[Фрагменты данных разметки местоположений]
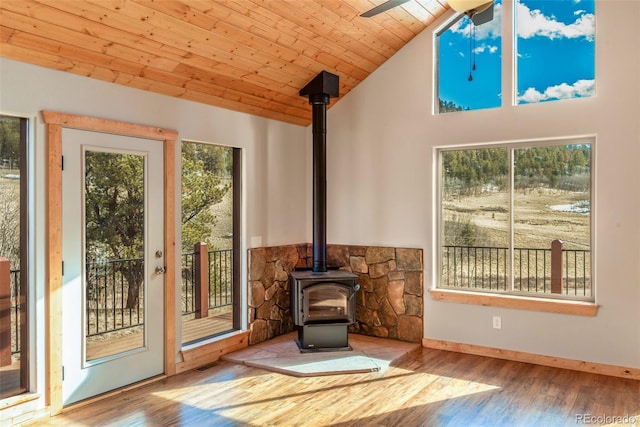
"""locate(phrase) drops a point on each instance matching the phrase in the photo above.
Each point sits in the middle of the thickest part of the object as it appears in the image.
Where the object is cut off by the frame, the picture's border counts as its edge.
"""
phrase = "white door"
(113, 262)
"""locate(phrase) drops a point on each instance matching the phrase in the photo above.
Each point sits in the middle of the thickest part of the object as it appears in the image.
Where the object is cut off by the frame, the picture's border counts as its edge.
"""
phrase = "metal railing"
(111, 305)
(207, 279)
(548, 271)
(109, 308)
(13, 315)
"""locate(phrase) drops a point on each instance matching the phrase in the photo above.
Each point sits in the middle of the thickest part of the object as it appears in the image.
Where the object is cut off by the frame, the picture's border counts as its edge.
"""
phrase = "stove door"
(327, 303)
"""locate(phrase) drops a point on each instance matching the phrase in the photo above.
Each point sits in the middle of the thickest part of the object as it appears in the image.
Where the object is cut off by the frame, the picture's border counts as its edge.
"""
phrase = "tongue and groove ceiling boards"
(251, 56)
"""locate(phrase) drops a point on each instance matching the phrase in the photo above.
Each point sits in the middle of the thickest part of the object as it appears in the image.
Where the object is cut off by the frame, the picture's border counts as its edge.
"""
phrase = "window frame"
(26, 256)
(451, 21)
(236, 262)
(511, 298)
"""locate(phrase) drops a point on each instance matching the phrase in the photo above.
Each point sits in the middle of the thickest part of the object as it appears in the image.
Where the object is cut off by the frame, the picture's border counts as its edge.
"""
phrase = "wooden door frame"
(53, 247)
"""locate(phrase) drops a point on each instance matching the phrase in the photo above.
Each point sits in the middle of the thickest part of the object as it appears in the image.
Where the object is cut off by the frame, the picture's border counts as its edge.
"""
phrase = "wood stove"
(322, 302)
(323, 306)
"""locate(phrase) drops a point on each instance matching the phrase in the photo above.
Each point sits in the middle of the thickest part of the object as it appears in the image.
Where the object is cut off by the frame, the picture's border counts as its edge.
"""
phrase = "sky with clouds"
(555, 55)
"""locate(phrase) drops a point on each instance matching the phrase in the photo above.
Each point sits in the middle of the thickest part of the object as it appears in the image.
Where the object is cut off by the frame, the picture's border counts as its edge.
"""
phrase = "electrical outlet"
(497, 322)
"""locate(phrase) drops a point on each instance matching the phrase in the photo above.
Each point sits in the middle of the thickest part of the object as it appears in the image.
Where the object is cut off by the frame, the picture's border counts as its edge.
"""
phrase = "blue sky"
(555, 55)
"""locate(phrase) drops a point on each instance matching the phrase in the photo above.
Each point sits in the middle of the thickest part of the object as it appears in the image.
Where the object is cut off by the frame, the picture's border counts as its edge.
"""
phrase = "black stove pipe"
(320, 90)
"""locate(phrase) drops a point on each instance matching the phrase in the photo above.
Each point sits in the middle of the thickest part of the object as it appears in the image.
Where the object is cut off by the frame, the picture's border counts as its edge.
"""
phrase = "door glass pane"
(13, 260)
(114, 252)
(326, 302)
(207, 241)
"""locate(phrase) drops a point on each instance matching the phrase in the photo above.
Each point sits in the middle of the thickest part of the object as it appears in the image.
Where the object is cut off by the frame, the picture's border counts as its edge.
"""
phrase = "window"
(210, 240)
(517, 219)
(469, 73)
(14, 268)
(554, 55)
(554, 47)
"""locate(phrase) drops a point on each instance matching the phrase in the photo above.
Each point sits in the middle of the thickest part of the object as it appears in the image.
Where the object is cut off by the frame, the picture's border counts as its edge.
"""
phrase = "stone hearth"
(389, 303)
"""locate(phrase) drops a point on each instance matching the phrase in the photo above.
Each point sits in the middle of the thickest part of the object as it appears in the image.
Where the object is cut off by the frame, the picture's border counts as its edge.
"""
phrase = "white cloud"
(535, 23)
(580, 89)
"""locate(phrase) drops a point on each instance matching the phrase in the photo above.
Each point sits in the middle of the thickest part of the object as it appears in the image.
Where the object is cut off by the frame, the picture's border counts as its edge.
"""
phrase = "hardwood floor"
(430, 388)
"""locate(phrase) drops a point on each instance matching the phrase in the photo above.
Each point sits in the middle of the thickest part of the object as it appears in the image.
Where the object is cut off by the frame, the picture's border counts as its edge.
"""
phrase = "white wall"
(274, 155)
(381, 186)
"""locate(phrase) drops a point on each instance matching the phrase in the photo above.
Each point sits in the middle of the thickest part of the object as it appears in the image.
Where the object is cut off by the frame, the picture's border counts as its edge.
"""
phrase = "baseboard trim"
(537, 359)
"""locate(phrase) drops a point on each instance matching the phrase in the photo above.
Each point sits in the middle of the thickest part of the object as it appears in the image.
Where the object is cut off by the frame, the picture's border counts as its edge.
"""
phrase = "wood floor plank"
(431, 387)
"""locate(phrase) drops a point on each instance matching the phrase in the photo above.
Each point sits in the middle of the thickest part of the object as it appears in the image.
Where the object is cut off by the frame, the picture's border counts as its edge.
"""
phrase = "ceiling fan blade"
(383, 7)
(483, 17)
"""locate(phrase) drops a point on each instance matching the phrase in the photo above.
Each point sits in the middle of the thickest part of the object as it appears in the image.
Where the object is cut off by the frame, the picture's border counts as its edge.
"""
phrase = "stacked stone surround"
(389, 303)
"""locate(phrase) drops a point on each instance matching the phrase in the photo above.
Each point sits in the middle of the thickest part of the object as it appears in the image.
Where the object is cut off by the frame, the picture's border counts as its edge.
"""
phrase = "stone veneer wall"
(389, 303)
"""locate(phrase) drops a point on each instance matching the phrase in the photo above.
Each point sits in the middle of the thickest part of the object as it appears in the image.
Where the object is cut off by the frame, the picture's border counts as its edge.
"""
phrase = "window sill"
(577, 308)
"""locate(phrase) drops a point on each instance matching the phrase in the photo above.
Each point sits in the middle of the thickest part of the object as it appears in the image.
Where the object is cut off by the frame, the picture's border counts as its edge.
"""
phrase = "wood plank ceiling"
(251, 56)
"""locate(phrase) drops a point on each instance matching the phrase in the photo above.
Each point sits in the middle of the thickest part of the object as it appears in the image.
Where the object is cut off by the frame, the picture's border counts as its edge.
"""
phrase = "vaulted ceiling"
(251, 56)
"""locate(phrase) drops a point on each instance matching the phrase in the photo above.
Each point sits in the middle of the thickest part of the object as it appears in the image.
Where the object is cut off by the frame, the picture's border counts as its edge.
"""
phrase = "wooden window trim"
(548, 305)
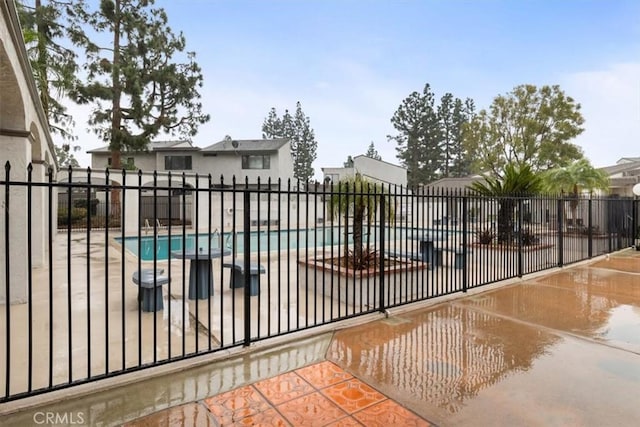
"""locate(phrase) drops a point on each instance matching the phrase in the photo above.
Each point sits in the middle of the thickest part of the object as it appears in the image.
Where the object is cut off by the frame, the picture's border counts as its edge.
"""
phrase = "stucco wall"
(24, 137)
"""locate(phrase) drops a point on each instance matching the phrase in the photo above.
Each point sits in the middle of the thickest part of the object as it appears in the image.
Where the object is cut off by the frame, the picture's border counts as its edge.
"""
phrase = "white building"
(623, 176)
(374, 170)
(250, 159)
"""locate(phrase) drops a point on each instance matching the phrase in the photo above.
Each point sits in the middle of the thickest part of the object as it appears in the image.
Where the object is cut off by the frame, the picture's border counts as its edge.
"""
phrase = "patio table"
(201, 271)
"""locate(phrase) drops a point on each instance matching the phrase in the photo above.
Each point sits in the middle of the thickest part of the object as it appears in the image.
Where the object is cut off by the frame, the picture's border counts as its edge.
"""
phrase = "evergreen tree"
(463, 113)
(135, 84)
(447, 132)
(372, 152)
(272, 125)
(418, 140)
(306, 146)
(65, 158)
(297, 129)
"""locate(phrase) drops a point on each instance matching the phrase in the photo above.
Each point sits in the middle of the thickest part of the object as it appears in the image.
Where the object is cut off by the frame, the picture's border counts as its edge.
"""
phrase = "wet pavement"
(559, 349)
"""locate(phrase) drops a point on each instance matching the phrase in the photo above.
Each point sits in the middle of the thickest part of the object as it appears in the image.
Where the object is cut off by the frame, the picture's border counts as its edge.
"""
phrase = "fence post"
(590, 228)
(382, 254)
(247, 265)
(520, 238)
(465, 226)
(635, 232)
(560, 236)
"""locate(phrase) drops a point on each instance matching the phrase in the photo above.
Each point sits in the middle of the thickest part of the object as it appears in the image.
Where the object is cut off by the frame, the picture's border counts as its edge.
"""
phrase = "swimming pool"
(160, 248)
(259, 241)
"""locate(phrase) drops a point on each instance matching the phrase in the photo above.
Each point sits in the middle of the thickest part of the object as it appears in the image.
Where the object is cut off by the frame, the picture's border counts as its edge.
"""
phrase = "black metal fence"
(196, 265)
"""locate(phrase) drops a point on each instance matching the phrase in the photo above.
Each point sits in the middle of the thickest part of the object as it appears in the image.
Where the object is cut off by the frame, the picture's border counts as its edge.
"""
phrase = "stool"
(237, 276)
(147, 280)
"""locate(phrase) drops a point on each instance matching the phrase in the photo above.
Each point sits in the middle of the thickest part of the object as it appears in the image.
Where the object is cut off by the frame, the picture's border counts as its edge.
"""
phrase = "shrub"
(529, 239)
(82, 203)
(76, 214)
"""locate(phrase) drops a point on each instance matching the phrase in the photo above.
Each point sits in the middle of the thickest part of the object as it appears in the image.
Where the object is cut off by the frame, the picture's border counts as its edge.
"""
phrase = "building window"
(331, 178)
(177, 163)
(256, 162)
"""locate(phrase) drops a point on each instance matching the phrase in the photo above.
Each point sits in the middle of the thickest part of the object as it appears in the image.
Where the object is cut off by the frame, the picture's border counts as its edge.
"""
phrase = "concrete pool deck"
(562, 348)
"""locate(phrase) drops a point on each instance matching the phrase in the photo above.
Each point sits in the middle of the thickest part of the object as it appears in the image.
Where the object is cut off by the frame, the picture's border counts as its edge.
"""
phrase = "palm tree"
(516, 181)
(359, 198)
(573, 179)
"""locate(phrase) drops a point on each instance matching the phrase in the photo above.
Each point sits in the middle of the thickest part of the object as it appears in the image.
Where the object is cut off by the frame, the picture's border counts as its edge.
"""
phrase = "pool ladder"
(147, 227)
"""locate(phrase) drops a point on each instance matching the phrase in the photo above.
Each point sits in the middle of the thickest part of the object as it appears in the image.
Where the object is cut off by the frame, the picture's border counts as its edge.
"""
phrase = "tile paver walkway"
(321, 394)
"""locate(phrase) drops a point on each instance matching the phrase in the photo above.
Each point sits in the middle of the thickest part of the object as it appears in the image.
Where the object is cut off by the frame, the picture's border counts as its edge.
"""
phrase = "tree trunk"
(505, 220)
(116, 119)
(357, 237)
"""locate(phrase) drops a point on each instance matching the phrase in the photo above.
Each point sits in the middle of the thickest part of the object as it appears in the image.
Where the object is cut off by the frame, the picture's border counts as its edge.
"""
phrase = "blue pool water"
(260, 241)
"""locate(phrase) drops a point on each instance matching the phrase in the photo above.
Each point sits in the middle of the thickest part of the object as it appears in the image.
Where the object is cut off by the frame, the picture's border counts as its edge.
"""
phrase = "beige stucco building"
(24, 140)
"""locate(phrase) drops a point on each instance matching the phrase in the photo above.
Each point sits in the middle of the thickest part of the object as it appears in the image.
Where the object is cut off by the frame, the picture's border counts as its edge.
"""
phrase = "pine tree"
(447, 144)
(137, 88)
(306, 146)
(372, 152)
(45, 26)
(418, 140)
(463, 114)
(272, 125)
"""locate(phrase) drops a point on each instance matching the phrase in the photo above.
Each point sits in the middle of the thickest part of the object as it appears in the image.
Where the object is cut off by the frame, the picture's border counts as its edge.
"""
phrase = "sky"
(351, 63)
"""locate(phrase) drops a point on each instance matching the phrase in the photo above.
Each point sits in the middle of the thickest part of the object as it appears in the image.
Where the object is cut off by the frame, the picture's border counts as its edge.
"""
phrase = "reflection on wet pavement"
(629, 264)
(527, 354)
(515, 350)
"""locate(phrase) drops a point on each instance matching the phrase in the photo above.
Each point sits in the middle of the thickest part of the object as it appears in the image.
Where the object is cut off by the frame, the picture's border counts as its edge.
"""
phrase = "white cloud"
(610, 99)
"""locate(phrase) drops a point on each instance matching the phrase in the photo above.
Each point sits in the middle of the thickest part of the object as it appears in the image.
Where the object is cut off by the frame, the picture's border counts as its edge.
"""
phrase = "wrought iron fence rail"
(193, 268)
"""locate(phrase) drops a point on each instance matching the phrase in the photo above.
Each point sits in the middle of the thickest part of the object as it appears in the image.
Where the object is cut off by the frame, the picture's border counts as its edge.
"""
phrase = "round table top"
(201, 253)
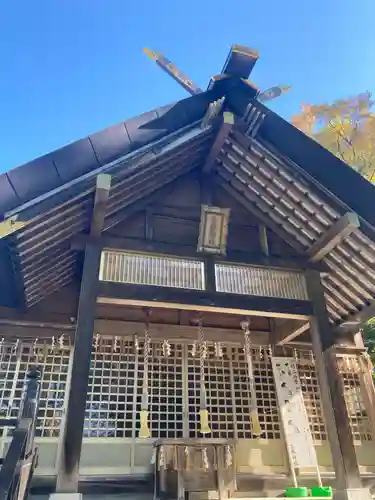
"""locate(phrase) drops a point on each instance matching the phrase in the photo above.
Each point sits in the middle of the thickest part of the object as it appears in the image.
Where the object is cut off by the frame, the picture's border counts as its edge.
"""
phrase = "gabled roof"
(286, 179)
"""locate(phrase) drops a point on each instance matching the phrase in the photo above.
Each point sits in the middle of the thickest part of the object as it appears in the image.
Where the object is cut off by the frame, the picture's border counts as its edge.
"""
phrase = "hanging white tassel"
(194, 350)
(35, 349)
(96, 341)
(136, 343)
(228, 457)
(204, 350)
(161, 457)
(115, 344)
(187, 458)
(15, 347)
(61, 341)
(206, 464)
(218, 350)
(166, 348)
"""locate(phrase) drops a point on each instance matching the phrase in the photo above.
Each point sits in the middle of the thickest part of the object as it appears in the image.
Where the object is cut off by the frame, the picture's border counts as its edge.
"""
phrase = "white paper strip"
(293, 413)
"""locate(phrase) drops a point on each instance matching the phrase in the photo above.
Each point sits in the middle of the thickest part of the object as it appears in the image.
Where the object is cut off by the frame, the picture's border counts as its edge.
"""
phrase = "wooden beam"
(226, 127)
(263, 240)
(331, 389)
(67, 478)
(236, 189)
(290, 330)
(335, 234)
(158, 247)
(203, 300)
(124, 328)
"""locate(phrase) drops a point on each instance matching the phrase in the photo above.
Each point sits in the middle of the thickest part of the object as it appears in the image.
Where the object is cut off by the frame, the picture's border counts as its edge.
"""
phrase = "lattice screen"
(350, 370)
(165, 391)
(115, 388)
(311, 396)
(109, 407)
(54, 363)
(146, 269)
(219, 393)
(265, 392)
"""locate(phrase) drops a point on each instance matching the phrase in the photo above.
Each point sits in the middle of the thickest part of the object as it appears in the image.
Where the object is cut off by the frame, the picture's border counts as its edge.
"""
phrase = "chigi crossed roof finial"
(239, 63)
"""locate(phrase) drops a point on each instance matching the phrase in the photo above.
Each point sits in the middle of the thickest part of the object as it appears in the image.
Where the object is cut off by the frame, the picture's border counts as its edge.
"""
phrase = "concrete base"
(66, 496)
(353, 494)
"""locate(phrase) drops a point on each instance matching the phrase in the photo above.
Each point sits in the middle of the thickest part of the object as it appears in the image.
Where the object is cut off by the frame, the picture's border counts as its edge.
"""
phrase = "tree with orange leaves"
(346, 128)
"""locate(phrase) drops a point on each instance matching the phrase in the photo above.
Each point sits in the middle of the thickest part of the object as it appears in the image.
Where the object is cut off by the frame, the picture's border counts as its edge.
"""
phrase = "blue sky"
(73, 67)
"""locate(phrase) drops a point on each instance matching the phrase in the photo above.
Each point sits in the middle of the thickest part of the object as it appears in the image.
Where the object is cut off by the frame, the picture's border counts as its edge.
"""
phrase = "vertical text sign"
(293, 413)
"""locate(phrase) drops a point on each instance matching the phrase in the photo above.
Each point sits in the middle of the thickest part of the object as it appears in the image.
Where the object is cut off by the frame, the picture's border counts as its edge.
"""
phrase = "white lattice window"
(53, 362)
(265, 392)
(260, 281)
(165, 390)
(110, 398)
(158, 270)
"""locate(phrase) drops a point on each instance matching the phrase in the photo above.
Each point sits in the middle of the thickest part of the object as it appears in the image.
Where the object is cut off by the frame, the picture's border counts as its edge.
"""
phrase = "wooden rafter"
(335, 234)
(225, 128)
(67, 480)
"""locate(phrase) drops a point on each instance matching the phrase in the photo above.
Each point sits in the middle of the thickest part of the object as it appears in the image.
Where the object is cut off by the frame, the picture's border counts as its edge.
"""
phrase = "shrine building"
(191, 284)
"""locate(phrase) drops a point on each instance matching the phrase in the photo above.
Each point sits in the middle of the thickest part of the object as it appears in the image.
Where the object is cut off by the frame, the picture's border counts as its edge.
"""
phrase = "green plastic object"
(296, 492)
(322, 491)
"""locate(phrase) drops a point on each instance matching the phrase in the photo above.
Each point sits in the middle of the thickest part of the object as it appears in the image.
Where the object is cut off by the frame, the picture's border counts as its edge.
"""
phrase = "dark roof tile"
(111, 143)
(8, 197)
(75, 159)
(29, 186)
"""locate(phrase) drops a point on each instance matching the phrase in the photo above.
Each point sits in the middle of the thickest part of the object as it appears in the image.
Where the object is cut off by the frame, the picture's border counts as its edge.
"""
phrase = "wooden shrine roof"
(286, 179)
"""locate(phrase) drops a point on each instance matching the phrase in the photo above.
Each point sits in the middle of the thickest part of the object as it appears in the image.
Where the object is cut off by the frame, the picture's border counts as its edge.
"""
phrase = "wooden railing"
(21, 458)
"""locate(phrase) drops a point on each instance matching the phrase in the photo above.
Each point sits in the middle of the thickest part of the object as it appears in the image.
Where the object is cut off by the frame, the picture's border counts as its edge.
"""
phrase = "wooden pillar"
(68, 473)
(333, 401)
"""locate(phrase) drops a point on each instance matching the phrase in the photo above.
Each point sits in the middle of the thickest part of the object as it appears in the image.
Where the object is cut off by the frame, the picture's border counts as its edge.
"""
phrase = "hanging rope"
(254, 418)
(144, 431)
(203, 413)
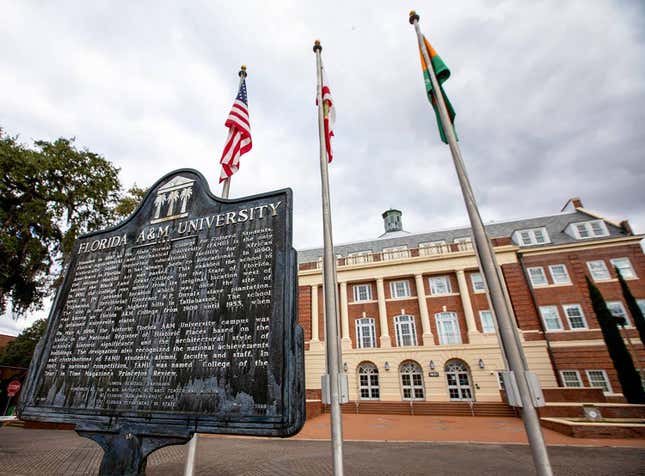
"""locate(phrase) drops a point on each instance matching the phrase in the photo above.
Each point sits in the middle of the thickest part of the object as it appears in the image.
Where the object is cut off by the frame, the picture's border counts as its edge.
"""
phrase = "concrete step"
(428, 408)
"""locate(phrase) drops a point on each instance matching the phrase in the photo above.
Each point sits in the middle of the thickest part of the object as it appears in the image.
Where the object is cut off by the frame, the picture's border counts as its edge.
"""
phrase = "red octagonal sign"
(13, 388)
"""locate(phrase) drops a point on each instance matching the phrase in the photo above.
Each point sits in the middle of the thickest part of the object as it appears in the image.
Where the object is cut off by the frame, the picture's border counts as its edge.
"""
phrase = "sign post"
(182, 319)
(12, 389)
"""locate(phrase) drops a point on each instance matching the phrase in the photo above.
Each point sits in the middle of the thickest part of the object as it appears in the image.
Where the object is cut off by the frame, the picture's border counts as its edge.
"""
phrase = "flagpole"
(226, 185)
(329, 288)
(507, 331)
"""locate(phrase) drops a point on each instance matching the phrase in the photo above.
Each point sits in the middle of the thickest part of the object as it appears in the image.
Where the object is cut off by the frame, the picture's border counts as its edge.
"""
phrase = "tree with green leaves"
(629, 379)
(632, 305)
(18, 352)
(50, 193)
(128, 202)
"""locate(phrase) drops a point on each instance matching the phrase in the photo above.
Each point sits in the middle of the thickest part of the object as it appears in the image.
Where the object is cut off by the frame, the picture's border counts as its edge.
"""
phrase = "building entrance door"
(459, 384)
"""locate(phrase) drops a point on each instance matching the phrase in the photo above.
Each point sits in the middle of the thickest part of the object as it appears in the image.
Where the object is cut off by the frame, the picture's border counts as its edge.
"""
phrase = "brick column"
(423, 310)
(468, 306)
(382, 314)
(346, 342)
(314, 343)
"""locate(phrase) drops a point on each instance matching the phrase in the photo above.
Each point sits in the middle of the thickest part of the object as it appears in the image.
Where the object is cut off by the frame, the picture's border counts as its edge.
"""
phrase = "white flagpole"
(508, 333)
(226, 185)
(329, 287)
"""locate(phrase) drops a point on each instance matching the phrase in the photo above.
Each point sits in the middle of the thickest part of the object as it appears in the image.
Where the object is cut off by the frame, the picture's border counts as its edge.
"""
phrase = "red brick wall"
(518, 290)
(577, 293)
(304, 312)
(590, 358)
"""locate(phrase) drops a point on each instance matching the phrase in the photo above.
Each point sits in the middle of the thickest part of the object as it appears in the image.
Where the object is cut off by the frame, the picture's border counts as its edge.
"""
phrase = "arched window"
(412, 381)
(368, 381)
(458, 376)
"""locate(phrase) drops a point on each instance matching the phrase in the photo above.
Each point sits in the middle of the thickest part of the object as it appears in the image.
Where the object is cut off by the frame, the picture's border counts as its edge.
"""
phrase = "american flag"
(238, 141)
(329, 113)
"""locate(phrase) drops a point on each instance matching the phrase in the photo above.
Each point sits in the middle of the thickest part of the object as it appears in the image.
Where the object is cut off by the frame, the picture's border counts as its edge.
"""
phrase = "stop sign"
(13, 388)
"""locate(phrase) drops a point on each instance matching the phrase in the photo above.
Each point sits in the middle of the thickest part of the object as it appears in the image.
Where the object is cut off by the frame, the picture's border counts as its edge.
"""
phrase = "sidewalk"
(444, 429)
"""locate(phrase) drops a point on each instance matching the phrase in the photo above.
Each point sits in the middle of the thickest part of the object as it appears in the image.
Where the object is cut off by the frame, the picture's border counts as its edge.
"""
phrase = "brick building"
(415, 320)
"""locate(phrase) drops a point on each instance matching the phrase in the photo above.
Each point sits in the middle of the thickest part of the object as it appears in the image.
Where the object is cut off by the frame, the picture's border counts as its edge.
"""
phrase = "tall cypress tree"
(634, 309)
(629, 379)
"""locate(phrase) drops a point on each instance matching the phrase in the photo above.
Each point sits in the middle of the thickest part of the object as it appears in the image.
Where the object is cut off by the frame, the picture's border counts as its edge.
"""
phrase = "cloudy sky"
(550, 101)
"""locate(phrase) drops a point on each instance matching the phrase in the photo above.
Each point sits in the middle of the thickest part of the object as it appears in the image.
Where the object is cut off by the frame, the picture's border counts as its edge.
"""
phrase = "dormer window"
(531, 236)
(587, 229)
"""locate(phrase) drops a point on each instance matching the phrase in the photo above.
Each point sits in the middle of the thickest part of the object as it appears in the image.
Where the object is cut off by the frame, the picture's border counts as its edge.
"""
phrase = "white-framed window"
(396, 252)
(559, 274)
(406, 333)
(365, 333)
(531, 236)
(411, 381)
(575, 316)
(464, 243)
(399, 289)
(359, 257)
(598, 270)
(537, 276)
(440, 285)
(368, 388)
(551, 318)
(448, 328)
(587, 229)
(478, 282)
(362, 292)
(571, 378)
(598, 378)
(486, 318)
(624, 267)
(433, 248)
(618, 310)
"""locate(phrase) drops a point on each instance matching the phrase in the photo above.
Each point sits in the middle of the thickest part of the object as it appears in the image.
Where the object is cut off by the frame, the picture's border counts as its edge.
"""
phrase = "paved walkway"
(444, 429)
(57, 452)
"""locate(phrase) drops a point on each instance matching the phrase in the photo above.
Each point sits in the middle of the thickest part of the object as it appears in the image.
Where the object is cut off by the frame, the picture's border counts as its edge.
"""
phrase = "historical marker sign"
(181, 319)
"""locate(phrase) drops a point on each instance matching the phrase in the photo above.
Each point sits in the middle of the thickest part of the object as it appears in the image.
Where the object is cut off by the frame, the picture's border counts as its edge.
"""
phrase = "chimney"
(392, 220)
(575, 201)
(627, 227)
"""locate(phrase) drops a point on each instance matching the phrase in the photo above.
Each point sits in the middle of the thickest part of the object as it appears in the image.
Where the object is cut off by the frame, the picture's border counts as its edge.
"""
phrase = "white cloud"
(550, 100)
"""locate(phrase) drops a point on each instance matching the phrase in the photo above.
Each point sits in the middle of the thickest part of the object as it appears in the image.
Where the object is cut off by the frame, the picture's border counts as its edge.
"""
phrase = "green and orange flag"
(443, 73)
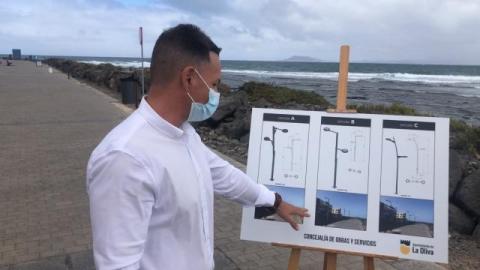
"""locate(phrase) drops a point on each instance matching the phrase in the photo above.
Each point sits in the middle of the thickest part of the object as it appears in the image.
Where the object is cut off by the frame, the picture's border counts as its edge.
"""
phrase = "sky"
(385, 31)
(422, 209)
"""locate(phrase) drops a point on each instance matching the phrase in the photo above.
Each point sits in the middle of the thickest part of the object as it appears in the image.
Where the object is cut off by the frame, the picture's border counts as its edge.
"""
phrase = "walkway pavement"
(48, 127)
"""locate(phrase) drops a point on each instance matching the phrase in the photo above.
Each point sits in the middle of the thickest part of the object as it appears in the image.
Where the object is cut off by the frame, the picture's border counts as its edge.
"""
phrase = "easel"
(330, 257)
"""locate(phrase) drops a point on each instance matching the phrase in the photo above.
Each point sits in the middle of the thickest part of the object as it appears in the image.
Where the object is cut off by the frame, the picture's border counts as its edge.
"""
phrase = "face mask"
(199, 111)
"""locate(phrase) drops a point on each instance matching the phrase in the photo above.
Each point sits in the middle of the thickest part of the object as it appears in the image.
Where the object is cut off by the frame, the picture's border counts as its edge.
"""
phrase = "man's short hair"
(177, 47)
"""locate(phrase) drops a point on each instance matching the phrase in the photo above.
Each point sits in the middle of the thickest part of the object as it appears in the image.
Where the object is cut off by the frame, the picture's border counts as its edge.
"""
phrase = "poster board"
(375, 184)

ЗАДАНИЕ: Пожалуйста, извлеките из строк выше все строки, где встречается слово «flagpole». Регистр букв имеет значение.

РЕЗУЛЬТАТ:
phrase = "flagpole"
phrase = "white flagpole"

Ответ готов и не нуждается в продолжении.